**Data provided:**
===
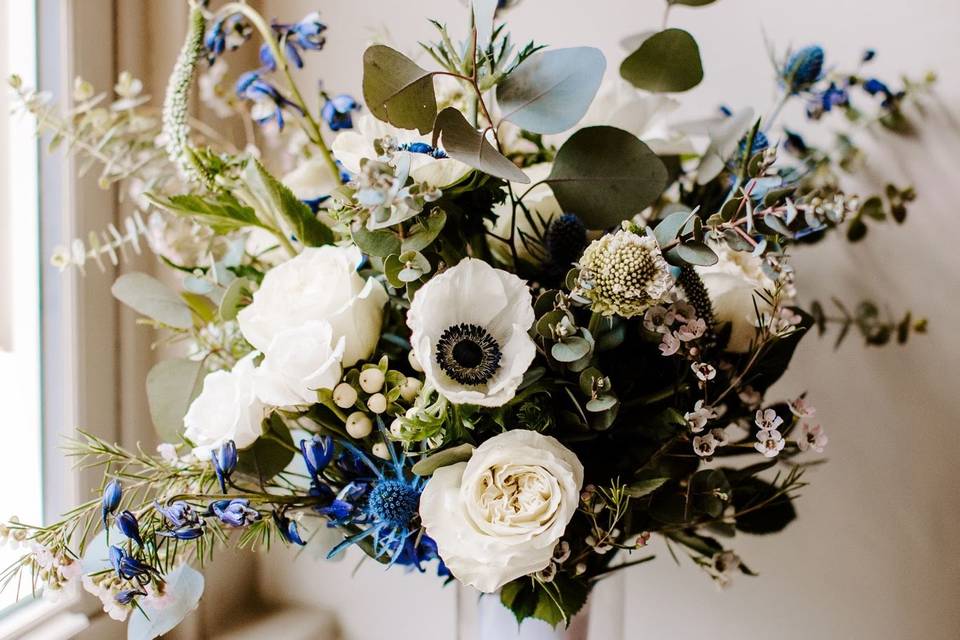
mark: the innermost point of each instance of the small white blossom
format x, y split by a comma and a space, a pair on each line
704, 371
768, 420
812, 438
704, 446
698, 418
771, 443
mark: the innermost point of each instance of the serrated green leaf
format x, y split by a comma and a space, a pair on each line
606, 175
462, 142
397, 90
667, 61
281, 204
551, 90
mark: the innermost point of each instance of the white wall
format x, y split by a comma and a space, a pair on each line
875, 552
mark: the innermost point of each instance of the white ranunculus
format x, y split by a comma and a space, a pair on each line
540, 202
311, 179
499, 516
226, 409
469, 329
299, 361
731, 284
320, 284
620, 104
351, 146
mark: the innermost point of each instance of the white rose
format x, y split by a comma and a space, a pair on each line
731, 284
620, 104
541, 203
226, 409
299, 361
320, 284
499, 516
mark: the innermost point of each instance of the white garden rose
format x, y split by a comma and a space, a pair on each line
351, 146
299, 361
226, 409
645, 115
499, 516
541, 203
319, 284
732, 284
469, 329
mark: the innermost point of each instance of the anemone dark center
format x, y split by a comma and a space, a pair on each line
393, 502
468, 354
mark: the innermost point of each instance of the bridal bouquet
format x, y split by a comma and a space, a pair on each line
499, 320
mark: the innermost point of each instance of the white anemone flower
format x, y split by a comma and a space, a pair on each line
352, 145
469, 333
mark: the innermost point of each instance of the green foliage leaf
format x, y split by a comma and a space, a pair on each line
464, 143
171, 386
606, 175
771, 518
380, 243
222, 212
267, 457
148, 296
666, 61
397, 90
453, 455
551, 90
184, 586
281, 204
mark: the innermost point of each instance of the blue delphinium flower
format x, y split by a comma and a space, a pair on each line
317, 454
127, 596
337, 112
288, 528
184, 521
424, 148
565, 239
803, 68
268, 102
224, 461
128, 567
305, 35
383, 506
226, 34
111, 499
129, 526
235, 512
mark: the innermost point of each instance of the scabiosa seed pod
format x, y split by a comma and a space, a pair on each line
623, 273
803, 68
696, 293
566, 238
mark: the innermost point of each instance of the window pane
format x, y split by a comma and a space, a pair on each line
20, 381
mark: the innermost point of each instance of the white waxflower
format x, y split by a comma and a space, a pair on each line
298, 362
469, 329
319, 284
812, 438
731, 284
226, 409
352, 145
500, 515
645, 115
623, 273
770, 443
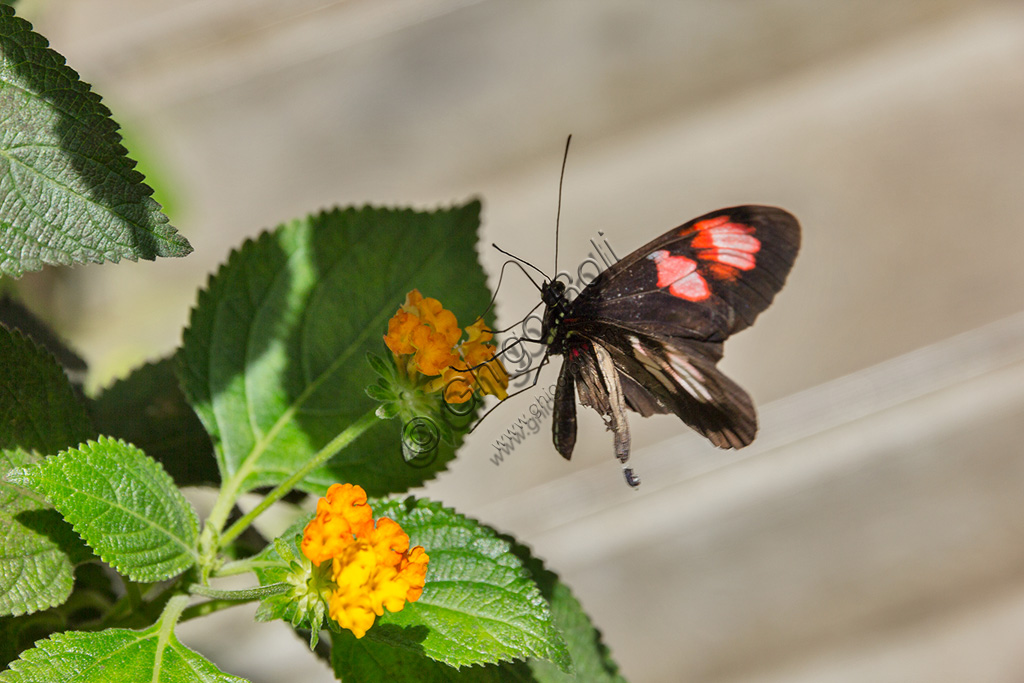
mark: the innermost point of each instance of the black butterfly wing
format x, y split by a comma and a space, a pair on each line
705, 280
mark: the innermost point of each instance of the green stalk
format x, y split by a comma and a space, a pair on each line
352, 432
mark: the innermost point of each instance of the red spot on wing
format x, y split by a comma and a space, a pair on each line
680, 275
729, 247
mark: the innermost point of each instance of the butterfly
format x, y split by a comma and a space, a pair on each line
647, 333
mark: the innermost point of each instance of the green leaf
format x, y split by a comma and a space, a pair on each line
70, 193
124, 505
368, 660
274, 359
478, 605
40, 415
115, 655
148, 410
91, 598
591, 659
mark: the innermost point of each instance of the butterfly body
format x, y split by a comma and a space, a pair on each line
647, 333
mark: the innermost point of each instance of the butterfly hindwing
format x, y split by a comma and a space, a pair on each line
646, 334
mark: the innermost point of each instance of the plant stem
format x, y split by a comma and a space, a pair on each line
352, 432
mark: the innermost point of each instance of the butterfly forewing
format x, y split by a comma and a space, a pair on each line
705, 280
647, 333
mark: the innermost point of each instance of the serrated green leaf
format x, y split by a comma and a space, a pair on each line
591, 659
90, 600
148, 410
368, 660
124, 505
40, 415
115, 655
478, 604
70, 194
274, 356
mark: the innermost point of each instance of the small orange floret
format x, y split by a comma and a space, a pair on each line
341, 514
372, 566
399, 332
423, 329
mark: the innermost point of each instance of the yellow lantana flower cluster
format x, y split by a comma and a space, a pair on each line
424, 338
371, 567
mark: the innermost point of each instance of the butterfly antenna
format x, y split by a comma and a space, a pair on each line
558, 212
519, 261
494, 297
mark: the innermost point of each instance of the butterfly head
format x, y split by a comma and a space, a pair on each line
553, 292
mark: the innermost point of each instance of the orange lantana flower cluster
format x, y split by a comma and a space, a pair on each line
371, 567
424, 338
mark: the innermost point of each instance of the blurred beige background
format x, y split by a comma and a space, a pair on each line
875, 531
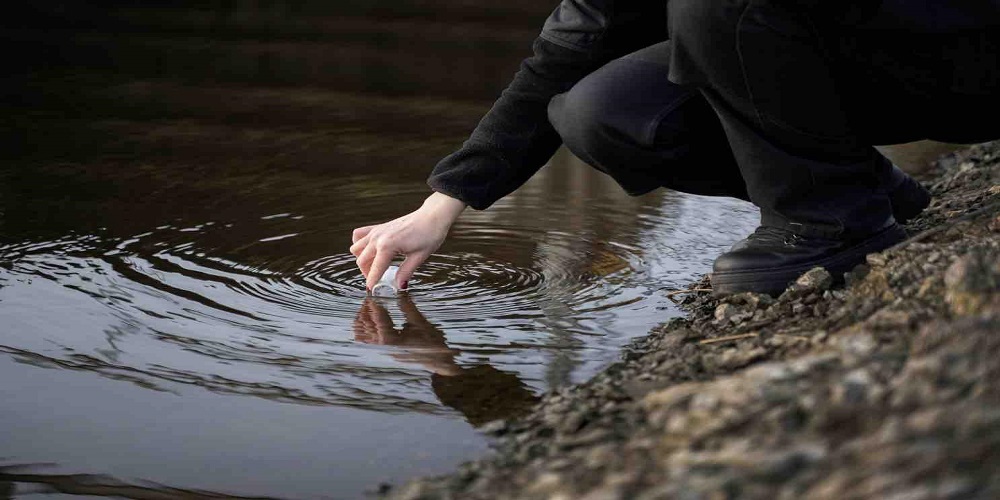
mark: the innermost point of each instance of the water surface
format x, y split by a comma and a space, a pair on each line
179, 314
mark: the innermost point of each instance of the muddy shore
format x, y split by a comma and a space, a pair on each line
884, 387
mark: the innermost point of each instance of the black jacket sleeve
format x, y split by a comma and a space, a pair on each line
515, 138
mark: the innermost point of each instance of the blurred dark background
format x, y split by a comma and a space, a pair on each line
456, 48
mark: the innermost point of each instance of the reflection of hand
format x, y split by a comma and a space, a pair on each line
422, 342
416, 235
481, 393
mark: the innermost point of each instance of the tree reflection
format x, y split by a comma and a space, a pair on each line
481, 393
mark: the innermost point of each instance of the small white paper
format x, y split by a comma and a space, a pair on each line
386, 286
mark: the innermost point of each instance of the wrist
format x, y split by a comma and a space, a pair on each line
443, 206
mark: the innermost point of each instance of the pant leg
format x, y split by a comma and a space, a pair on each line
===
**What the task asks:** Once the pictures are set aside, write out the entries verbatim.

**Response for this exercise:**
mark: the innermost point of each instance of the small white blossom
format x, y split by a comma and a space, a pair on each line
704, 371
768, 420
812, 438
704, 446
698, 418
771, 443
mark: the innermost point of each instance of the serrated green leaf
format x, y split by a comma and a space, a pair on each line
606, 175
462, 142
397, 90
667, 61
281, 204
551, 90
mark: the innermost point of each instance of the white wall
format x, y split by a comma and a space, a pair on each line
875, 552
mark: the innermost point of each instance of the white ranunculus
format x, y split by a comma and a space, a pair on each line
540, 202
311, 179
499, 516
226, 409
469, 329
299, 361
731, 284
320, 284
620, 104
351, 146
mark: the innermost point of each instance of the white rose
format x, y split by a comma and a space, a pair on each line
731, 284
620, 104
541, 203
226, 409
299, 361
320, 284
499, 516
mark: the innermost point of each instance of the white garden rose
format x, y split by a comma and a space, a pair on each line
351, 146
299, 361
226, 409
645, 115
499, 516
541, 203
319, 284
732, 284
469, 329
mark: the innermost point of each instance of the anemone dark center
format x, y split by a comma and a space, a pair on each line
393, 502
468, 354
mark: the innermost point of each instance of the bridal bouquet
format x, y split by a comma and a space, a pair on each line
499, 320
mark: the innermost point of each instance of the white anemone flower
format x, y split by a comma and a space, a pair on each line
352, 145
469, 333
mark: the innermost point of each instance of the green foliage leaf
format x, y split by a comma and a space, a pair on each line
464, 143
171, 386
606, 175
771, 518
380, 243
222, 212
267, 457
148, 296
666, 61
397, 90
453, 455
551, 90
184, 586
281, 204
mark: the innermost point of each instance of the blue delphinium flower
format x, y split by a comma and a space, a pair on each line
317, 454
127, 596
337, 112
288, 528
184, 521
424, 148
565, 239
803, 68
268, 102
224, 461
128, 567
305, 35
383, 506
226, 34
111, 499
129, 526
235, 512
mark: the innermost point of each instance of the scabiosa seed pod
format x, y split by a comma and a space, a pair on each line
623, 273
803, 68
696, 293
566, 238
mark: the innermost point of each instance of the window pane
format x, y split by a comma and a space, a pair on each line
20, 381
mark: the innermost point of each instance of the white waxflower
format x, y split by a comma and a space, a pair on each line
298, 362
469, 329
319, 284
812, 438
731, 284
226, 409
352, 145
500, 515
645, 115
623, 273
770, 443
mark: the innermost point of each instance of the black butterfly wing
format x, y split by a comma and a space, a pair on each line
705, 280
mark: the innermost point of each instance of the green stalk
format x, y split by a comma and a space, a pair on each line
352, 432
mark: the innermost point of each instance of the red spot on wing
format x, y split by a comma and a space, a pair on each line
680, 275
729, 247
mark: the innermost point of each instance of the butterfly
format x, y split by a comma and a space, a pair on each line
647, 333
mark: the innermost point of each instance of the green leaf
format x, y split by a comma and a space, a pair on each line
70, 193
124, 505
368, 660
274, 359
478, 605
40, 415
115, 655
148, 410
91, 598
591, 659
mark: the innermost point of each instance of the butterfly body
format x, y split by a comma and a space, a pair on each line
647, 333
mark: the innermost point of each instance of the butterfly hindwing
format x, y split by a comma and a space, a pair on each line
646, 334
mark: the innermost point of each instance of the plant stem
format x, y split by a comma and a space, a pair on each line
352, 432
mark: the innermost point of each instance of the butterfly forewing
format x, y split by a comma and a space, a pair on each line
705, 280
647, 333
mark: the innermost point of each instance of the serrated green leaf
format x, y split by a comma and a space, a pair on each line
591, 659
90, 600
148, 410
368, 660
124, 505
40, 415
115, 655
478, 604
70, 194
274, 356
mark: the innermost point of each instance of the small orange floret
format x, y split by a comma and a space, a pair on each line
341, 514
372, 566
399, 332
423, 329
mark: the innermost point of each instance of the yellow lantana flower cluster
format x, y split by a comma and a space, a pair on each line
424, 338
371, 567
mark: the innermost point of each instance of the butterfly antenna
format x, y split by a comma and a space, a pair on each line
558, 212
519, 261
494, 297
mark: the innermost point of each instance of the butterfly head
format x, y split by a comma and a space, a pair on each line
553, 292
mark: the innermost point of each instance of the orange lantana flower cluster
format x, y split by a comma and a space, a pair on each line
371, 567
424, 338
mark: the innermost point of each instance of the blurred beige background
format x, y split by a comma and a space, a pair on each line
875, 531
mark: the innermost point of each instance of the water surface
format x, y split by a comma and a space, a pair on each line
179, 314
mark: the innermost point of each instance of the muddy shore
format x, y split by a comma and a space, a pair on each line
884, 387
mark: the innermost point of each instance of the black jacket sleeve
format x, y split by a comma and a space, a pair on each line
515, 138
mark: the innermost point of each instance of the blurred dark background
format x, y split by a comma and a space, a pair on each line
456, 48
mark: the innermost point of each instance of the reflection of hand
format x, y split by a comma and a space, a pair on each line
422, 342
416, 235
481, 393
mark: the innermost point of each instance of the tree reflection
format x, y split by a comma and a space, a pair on each line
481, 393
mark: the innermost point of each instance of the small white paper
format x, y split by a comma and a space, a pair on each line
386, 286
mark: the innermost point of each instance of the wrist
format x, y split by a comma and a space, a pair on each line
443, 206
mark: the innermost point of each instance of the pant leg
format x, y split by a comma and a space, a pair on each line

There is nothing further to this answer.